▶ _Short exercise 1_
Summarize the review excerpt in two sentences.
▶ _Short exercise 2_
From the Source data, reproduce the lines running from the line that contains "Trace the outline of every instance of the woman" through the end of the records, with both ends included.

▶ _Reading text_
+--
Like The Social Network, there’s a Nineties origin story, back when these were real pals, boozy losers dreaming big at the now long closed Glass Onion bar. It’s a sentimental artefact from those fond, misty days which unites and tears apart this band of backstabbing brothers and sisters.
Craig continues his unsuspected talent for comedy, with Blanc’s ripe southern accent and dexterous, breezy buffoonery. Knives Out’s implication that he was more bumptious than brilliant is dropped, his eccentricity now a sly diversion, like Marple or Columbo. Peter Falk’s underestimated working-class detective’s dismantling of LA’s smug elite remains a crucial model, as Johnson repurposes his beloved Agatha Christie’s middle-class parlour games for trenchantly satirical class warfare.
+--
Source data

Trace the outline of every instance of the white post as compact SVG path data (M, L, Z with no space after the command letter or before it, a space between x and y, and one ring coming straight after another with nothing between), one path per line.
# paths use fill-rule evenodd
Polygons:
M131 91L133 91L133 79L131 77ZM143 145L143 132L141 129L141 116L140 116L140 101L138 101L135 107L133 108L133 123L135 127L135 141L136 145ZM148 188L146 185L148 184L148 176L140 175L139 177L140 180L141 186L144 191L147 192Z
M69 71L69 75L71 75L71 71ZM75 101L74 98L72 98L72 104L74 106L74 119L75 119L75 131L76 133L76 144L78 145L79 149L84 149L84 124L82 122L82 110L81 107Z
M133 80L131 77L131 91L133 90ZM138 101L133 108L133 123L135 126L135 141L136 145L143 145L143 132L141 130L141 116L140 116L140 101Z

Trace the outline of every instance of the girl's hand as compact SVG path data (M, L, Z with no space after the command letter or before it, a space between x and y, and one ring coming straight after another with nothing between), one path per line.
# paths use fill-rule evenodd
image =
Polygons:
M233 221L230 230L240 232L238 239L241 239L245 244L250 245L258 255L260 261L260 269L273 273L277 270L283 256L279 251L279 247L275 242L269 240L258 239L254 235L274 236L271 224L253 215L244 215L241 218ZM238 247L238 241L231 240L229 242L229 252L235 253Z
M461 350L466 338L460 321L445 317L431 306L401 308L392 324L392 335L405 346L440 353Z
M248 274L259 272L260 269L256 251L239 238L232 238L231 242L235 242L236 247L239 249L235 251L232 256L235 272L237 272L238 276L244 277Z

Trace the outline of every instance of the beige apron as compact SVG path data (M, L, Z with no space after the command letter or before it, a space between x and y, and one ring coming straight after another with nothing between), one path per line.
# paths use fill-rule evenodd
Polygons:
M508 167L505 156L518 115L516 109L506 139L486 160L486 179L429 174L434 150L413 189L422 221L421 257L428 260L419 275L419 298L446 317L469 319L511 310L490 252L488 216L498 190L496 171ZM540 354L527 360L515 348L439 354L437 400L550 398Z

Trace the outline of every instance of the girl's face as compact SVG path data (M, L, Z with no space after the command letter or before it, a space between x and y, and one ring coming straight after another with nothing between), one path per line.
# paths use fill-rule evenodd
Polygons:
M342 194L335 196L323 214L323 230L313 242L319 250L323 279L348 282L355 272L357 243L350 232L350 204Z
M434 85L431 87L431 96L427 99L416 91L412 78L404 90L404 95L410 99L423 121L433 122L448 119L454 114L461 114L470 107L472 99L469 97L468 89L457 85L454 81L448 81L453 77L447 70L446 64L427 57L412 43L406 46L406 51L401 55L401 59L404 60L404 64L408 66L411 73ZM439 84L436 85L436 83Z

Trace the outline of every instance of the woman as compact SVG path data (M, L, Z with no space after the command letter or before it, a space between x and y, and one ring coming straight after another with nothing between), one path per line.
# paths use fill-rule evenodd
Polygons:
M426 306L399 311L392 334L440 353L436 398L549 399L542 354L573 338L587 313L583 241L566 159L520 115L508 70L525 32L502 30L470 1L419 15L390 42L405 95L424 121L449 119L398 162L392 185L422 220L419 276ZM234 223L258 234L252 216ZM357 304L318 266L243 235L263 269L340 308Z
+--
▶ _Exercise result 1_
The story reaches back to the Nineties, when the characters were real friends and hopeful losers drinking at the Glass Onion bar, and a sentimental artifact from that time both unites and divides the backstabbing group. Craig plays Blanc with a ripe southern accent and nimble comedy, his eccentricity now a sly diversion in the manner of Marple or Columbo, while Johnson turns Agatha Christie's middle-class parlor games into satirical class warfare.

▶ _Exercise result 2_
Trace the outline of every instance of the woman as compact SVG path data (M, L, Z with no space after the command letter or before it, a space between x and y, and one ring coming straight after another with nothing between), one path per line.
# paths use fill-rule evenodd
Polygons:
M426 306L399 311L392 334L440 353L436 398L549 399L542 354L573 338L587 313L583 241L566 159L520 115L508 70L525 32L502 30L470 1L419 15L390 42L405 95L424 121L449 119L398 162L392 185L422 220L419 276ZM234 223L258 234L252 216ZM357 304L318 266L243 235L263 269L340 308Z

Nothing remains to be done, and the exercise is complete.